- RECORDED DATA:
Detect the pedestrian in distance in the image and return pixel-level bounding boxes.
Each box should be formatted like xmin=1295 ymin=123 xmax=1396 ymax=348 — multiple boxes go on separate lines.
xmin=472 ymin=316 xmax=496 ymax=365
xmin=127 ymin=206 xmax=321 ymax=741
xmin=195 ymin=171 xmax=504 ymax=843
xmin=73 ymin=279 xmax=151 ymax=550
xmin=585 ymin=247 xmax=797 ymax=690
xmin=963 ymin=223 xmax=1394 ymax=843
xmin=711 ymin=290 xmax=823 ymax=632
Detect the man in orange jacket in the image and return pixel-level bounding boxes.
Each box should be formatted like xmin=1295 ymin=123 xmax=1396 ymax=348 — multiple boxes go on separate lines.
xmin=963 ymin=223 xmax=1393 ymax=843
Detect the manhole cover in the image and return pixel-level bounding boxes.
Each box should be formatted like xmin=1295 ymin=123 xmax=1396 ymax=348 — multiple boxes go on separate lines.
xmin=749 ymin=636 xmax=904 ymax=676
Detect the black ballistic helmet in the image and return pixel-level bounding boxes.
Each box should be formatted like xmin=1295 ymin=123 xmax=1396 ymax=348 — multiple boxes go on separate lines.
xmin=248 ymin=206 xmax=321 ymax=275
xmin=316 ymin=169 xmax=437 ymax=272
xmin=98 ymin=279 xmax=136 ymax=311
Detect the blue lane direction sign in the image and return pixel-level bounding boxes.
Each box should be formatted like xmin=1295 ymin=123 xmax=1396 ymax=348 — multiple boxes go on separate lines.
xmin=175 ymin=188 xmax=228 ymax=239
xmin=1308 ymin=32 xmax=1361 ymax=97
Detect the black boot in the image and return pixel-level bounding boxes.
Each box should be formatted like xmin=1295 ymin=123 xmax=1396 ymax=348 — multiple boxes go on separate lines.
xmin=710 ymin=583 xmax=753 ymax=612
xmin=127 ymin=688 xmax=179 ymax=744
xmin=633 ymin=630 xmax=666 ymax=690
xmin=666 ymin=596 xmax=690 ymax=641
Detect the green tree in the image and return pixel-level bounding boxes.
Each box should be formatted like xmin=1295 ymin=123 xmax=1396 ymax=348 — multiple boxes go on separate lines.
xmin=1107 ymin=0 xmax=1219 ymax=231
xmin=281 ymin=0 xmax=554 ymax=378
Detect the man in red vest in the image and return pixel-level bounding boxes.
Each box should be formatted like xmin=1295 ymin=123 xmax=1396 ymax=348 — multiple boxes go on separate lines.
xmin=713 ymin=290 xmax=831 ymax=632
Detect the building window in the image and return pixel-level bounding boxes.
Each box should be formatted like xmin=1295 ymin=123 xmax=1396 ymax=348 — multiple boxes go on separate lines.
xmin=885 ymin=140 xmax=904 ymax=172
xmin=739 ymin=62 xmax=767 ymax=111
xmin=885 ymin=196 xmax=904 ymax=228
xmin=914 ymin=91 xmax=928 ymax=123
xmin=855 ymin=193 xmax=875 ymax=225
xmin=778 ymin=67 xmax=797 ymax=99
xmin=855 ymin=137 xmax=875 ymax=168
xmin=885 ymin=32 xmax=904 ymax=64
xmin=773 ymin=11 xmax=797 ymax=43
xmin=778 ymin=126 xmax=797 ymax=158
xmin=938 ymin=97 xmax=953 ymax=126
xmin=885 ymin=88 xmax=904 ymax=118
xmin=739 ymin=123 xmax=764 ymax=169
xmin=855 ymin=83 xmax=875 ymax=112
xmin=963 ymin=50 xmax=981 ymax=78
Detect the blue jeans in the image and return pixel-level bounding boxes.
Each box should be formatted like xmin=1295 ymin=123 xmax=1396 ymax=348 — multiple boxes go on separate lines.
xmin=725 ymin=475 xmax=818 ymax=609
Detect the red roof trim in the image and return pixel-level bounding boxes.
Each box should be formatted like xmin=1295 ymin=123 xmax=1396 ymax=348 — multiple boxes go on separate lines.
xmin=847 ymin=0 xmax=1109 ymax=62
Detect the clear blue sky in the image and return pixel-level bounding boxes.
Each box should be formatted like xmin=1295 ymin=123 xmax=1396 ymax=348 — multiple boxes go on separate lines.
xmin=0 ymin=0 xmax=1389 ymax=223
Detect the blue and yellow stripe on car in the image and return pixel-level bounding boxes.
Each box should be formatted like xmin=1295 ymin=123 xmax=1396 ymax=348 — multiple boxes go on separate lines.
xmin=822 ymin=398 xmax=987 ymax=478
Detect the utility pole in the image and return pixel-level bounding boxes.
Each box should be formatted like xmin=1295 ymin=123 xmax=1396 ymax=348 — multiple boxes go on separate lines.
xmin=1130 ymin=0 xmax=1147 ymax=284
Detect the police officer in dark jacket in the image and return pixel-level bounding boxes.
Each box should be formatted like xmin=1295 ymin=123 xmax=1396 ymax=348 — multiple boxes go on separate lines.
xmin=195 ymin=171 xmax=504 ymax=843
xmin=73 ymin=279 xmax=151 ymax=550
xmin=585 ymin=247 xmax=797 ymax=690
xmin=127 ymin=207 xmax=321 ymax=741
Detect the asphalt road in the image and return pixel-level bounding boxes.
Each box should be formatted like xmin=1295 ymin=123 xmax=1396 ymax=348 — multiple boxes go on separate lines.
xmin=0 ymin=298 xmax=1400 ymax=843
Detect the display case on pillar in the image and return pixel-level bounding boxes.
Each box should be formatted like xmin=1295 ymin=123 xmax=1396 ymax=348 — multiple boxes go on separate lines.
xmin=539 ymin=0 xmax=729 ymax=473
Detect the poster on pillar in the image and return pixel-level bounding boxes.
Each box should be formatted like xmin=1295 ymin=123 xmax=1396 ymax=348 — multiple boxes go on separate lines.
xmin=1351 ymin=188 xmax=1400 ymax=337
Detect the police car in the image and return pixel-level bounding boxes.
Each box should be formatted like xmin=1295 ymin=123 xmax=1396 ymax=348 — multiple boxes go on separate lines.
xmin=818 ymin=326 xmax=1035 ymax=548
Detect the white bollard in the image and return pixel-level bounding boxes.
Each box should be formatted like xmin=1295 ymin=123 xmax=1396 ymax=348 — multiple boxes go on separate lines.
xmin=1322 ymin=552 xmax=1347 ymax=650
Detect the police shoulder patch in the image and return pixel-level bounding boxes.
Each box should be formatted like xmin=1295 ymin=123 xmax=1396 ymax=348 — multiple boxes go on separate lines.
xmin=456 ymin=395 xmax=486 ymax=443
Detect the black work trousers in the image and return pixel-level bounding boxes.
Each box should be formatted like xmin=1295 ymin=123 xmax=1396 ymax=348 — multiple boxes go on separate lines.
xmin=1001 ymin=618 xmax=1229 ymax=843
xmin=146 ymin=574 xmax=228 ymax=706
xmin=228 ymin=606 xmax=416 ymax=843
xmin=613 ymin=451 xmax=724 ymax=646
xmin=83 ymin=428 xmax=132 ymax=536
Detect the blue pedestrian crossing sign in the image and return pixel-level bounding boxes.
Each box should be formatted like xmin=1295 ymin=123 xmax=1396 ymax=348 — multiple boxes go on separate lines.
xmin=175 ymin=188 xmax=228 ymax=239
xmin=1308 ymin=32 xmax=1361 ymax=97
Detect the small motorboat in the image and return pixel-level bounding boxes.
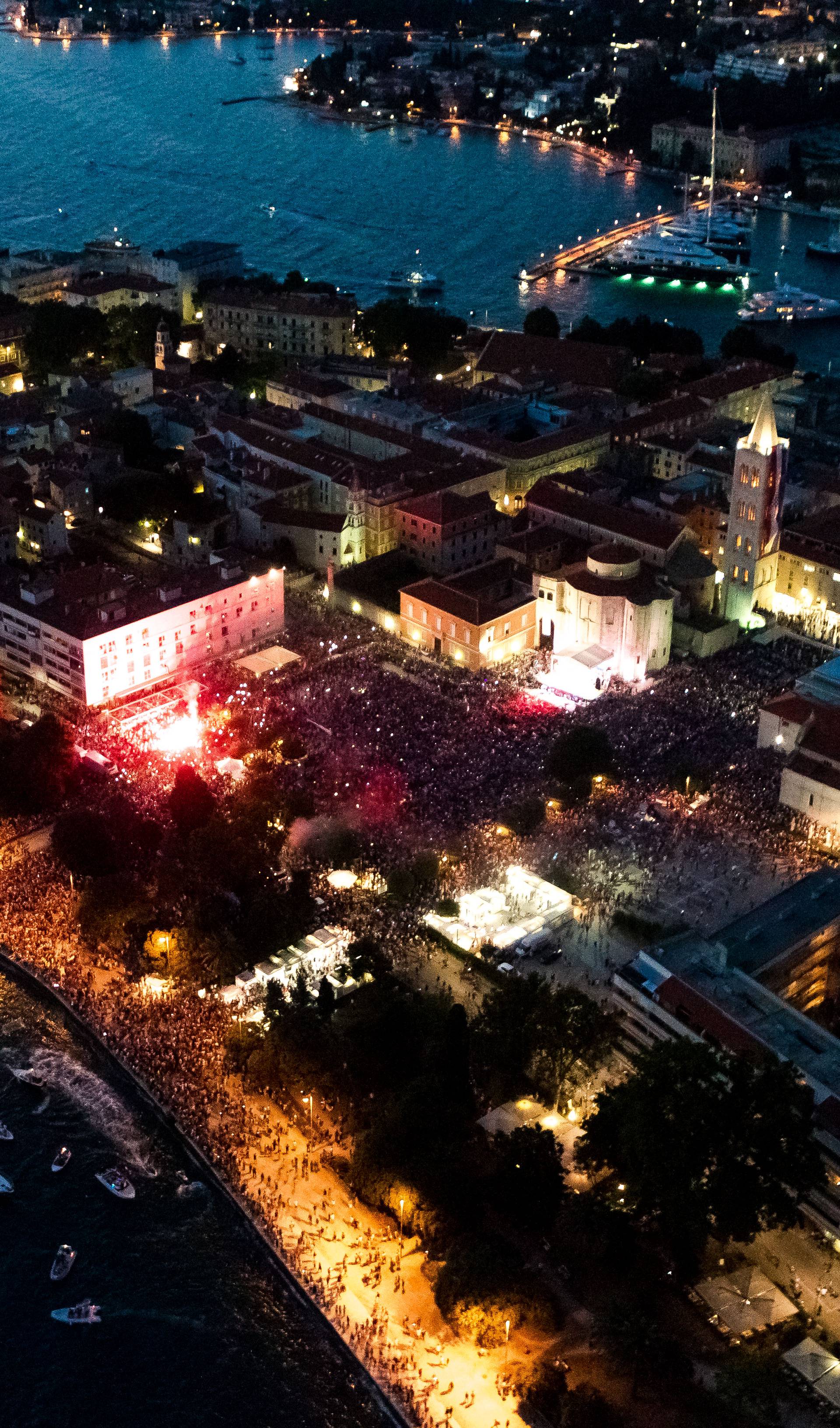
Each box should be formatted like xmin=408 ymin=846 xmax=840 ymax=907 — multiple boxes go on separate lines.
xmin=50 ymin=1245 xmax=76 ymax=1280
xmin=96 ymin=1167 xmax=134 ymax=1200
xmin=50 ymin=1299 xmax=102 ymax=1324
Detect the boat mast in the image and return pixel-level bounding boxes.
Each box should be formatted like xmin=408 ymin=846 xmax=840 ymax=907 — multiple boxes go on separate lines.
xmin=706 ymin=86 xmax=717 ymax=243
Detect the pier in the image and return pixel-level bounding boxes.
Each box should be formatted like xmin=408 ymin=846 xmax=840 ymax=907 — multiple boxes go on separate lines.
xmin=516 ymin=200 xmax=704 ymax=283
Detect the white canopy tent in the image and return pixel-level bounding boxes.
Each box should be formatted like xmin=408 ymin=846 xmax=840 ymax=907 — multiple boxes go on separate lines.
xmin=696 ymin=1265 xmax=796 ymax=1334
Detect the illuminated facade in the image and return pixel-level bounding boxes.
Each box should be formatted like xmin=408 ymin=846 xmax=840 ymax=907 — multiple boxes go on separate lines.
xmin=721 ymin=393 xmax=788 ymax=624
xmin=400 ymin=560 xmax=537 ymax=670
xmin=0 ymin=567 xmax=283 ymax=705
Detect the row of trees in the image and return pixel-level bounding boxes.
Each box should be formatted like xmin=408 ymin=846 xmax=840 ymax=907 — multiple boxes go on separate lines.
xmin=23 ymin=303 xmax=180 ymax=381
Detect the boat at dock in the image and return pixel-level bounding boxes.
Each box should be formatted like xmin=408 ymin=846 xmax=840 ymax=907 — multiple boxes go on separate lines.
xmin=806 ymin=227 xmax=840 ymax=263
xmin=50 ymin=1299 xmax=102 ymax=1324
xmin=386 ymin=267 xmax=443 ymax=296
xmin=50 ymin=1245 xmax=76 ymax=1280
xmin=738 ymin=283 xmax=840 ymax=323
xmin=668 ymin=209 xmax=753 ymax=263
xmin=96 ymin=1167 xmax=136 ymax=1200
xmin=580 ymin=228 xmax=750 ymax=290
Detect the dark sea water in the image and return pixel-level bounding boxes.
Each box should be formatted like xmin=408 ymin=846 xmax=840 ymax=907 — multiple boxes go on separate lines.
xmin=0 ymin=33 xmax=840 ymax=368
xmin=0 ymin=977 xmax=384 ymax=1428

- YOUR INSTRUCTIONS: Copy out, character for character, every line of the data from the line containing "Detect the boat at" through the final line of the data, inclusive.

- RESULT FOR THIS TASK:
Detect the boat at dock in the image and return pixel-level bounding boxes.
Each box should be formatted like xmin=408 ymin=846 xmax=840 ymax=907 — multiple boxes go on separate lines.
xmin=806 ymin=227 xmax=840 ymax=263
xmin=50 ymin=1299 xmax=102 ymax=1324
xmin=386 ymin=267 xmax=443 ymax=296
xmin=50 ymin=1245 xmax=76 ymax=1280
xmin=738 ymin=283 xmax=840 ymax=323
xmin=668 ymin=209 xmax=753 ymax=263
xmin=96 ymin=1167 xmax=136 ymax=1200
xmin=580 ymin=228 xmax=750 ymax=290
Detect the dark sea water in the image and return pixel-level bounding boxes.
Each box should be formatted like xmin=408 ymin=846 xmax=840 ymax=907 — multiple boxes go on separate lines.
xmin=0 ymin=33 xmax=840 ymax=368
xmin=0 ymin=977 xmax=384 ymax=1428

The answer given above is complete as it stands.